● Do this
Add 70 to each x and y coordinate value in the stretch of rows from the line containing "the cut potato" through the line containing "x=433, y=274", and write out every line of that stretch in full with the new values.

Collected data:
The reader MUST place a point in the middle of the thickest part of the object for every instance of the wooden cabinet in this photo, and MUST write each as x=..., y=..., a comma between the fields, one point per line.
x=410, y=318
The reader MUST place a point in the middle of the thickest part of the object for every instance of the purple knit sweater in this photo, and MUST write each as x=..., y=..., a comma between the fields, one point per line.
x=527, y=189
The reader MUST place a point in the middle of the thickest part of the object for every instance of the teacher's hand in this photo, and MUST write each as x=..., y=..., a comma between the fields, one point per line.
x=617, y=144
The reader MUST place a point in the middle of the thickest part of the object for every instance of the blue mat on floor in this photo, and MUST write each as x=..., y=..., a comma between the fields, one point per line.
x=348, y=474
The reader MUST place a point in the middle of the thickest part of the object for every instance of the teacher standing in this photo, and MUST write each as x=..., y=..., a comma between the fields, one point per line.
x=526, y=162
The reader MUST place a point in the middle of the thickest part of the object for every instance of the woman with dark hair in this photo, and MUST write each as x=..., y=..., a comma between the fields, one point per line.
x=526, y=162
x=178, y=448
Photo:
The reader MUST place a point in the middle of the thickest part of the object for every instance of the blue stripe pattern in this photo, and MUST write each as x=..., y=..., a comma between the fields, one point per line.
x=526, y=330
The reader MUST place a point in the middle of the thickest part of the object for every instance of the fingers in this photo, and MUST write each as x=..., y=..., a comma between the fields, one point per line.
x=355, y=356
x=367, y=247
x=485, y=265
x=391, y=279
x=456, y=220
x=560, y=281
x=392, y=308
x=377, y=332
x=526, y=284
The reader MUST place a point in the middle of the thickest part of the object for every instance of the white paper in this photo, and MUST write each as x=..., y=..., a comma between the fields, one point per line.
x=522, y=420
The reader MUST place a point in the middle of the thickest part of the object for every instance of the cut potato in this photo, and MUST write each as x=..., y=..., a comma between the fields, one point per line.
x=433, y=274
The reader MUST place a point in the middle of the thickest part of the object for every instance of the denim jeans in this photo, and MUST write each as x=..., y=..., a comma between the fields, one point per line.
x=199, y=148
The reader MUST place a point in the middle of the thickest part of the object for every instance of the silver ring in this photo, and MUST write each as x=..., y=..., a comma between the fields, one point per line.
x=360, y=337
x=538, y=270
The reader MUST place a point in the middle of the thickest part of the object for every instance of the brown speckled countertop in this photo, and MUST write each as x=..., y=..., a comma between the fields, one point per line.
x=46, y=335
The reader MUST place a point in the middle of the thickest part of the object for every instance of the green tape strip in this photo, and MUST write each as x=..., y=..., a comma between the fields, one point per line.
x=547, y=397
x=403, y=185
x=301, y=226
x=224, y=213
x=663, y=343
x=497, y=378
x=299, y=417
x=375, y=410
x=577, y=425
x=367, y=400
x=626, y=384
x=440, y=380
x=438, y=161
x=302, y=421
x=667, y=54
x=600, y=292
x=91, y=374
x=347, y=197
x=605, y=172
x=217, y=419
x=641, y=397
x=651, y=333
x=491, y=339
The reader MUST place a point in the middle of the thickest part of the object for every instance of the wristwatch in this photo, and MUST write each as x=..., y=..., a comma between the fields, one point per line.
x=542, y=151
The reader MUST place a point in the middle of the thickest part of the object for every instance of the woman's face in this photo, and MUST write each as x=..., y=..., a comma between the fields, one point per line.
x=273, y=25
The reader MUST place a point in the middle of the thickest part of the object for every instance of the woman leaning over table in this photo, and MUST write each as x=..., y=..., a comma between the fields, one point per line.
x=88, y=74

● Response to the task
The reader MUST place a point in the middle of the thickest part of the object for every instance of the cut potato in this photo, and MUST write each as x=..., y=..., a comma between the fields, one point per line.
x=503, y=344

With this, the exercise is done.